> _DO THIS_
Copy only what runs from the line containing "Task: place one keypoint on every instance of the wrought" through the end of the material below, line for line, with both ends included.

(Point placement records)
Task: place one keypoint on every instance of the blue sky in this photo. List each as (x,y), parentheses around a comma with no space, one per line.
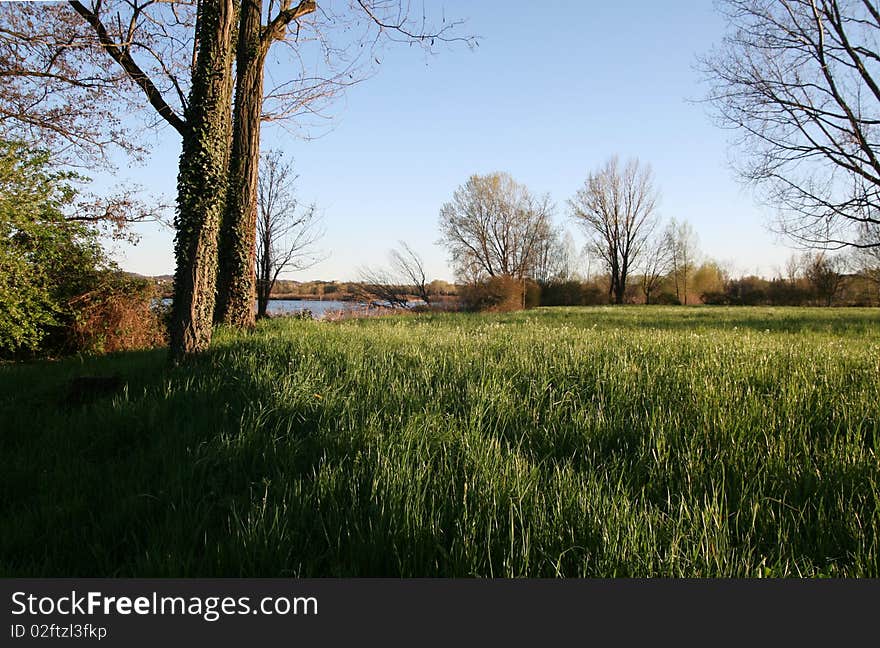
(552,91)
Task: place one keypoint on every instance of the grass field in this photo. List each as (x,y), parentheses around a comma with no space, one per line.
(584,441)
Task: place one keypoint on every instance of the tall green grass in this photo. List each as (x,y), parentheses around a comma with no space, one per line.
(557,442)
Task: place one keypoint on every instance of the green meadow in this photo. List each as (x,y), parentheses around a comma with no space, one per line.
(628,441)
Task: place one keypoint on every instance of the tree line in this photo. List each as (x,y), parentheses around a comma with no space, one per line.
(198,67)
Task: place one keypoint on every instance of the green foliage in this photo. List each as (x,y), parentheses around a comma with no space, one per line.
(45,259)
(498,294)
(555,442)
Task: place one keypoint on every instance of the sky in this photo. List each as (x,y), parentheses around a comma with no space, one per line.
(552,91)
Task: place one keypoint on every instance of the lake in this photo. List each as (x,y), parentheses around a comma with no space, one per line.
(318,308)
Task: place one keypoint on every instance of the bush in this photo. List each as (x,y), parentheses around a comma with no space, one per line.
(498,294)
(58,291)
(120,313)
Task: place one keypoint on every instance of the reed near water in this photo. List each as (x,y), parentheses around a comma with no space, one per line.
(557,442)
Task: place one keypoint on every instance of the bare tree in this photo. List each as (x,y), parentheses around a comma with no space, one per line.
(409,265)
(380,286)
(494,226)
(389,17)
(681,241)
(617,209)
(58,89)
(393,286)
(287,232)
(798,81)
(825,276)
(657,263)
(866,260)
(157,47)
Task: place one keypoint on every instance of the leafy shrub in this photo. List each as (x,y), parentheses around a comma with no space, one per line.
(58,291)
(120,313)
(499,294)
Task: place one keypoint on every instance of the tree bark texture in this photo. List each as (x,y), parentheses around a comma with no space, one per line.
(236,280)
(202,181)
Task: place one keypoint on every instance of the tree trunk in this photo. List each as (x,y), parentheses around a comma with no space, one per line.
(201,181)
(237,276)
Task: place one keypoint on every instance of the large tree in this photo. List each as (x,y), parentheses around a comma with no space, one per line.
(238,234)
(495,227)
(156,52)
(370,19)
(798,82)
(202,180)
(616,207)
(286,230)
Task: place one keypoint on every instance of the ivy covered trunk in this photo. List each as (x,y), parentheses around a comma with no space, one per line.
(202,180)
(236,283)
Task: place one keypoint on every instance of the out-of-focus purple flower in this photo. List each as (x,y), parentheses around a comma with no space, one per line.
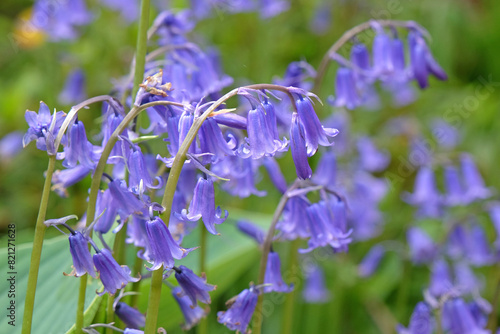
(60,18)
(131,317)
(273,275)
(11,144)
(458,319)
(43,128)
(422,247)
(372,159)
(425,196)
(315,291)
(346,94)
(74,88)
(299,149)
(193,286)
(370,262)
(421,321)
(203,206)
(422,62)
(473,182)
(79,149)
(251,230)
(164,249)
(192,315)
(112,275)
(238,316)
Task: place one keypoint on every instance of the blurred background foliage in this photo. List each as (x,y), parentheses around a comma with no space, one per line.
(465,41)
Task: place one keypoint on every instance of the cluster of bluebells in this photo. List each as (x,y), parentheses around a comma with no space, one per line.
(229,151)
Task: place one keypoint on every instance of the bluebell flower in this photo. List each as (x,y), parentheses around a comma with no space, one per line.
(43,127)
(315,291)
(474,183)
(251,230)
(421,321)
(372,159)
(425,197)
(203,206)
(131,317)
(62,179)
(112,275)
(74,88)
(299,149)
(273,275)
(78,149)
(192,315)
(238,316)
(315,133)
(164,249)
(371,261)
(193,286)
(422,62)
(422,247)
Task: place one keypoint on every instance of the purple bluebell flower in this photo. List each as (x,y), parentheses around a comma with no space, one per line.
(473,182)
(240,311)
(421,321)
(422,247)
(62,179)
(192,315)
(11,144)
(372,159)
(315,133)
(299,149)
(131,317)
(164,249)
(112,275)
(273,275)
(458,319)
(422,62)
(315,291)
(74,88)
(79,149)
(203,206)
(371,261)
(43,127)
(425,197)
(193,286)
(251,230)
(346,94)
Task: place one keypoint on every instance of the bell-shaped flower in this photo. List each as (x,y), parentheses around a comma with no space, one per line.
(131,317)
(112,275)
(315,290)
(43,127)
(251,230)
(203,206)
(273,275)
(421,321)
(371,261)
(240,311)
(422,247)
(315,133)
(474,184)
(78,149)
(193,286)
(299,149)
(192,315)
(164,249)
(425,197)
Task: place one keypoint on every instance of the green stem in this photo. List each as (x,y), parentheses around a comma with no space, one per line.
(348,35)
(287,323)
(37,248)
(266,248)
(203,325)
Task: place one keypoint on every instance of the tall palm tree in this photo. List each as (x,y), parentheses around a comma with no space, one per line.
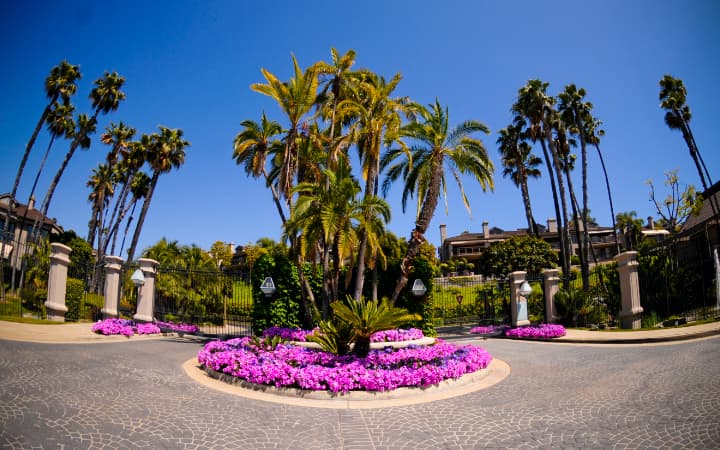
(166,152)
(296,98)
(575,112)
(422,166)
(593,133)
(519,164)
(673,97)
(105,97)
(251,148)
(336,76)
(134,181)
(60,84)
(375,117)
(536,106)
(118,136)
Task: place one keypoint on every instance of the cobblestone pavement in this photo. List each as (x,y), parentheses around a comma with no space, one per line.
(135,395)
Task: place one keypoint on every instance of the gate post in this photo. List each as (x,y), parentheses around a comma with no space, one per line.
(113,264)
(57,281)
(146,293)
(518,304)
(631,311)
(552,285)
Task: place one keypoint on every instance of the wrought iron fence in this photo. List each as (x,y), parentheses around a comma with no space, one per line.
(219,304)
(678,281)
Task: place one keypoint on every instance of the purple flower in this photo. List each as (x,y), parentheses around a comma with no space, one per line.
(304,368)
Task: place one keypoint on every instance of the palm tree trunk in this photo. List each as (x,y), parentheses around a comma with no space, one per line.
(551,175)
(417,237)
(143,214)
(607,185)
(532,229)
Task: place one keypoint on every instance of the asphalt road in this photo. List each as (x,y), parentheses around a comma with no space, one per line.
(135,395)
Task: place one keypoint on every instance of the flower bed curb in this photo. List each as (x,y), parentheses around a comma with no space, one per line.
(496,371)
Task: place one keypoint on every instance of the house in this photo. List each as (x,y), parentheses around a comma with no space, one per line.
(19,227)
(471,246)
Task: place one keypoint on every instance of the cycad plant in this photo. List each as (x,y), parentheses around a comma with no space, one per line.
(354,322)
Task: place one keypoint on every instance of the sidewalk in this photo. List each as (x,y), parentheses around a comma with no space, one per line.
(74,333)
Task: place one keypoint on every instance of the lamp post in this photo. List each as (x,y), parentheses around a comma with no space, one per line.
(268,287)
(138,279)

> _EXERCISE OUTPUT_
Task: place one keypoint on every instance of the wrought iron fence in this photo. List each as (x,y), parentheses around a comma with no space, one per line.
(219,304)
(678,281)
Task: place one keypoint on every instance of the purple flower in this photo. List each as (x,y), parentheses around a comma with no space, one per line.
(304,368)
Task: place one keypoint on every instance of the palm tree trunk in this photo. List each as (x,y), parentheses around a comma with no space, one per line.
(551,175)
(417,237)
(143,214)
(607,185)
(532,229)
Task: place one keypoint on every instance of the asphalt road in this photo. List each as (x,y), parentheses around a comma with no space, one per line.
(135,395)
Task: place one keypoint on every instance of the flower bed curb in this photo. List each as (x,y), parentheses around a comma with no space, one per line.
(496,371)
Task: place one keypoint on every instance of the house in this photo. List each as (x,y), parentheses around a comma with no space, one per line.
(19,227)
(471,246)
Task: place one keypoint on every instance of the cycad plant in this photo. List each as (x,y), parentheses around a comma with no space, one per line.
(354,322)
Task: place one keypoint on every instance of the sidewalk in this photo. List each as (x,y), parentheses around a comma with no space, one per line.
(74,333)
Task: place one keypoint on every instance of the lamp post in this photo. List each as (x,y), parentheses around a comma with no space, one per line.
(268,287)
(138,279)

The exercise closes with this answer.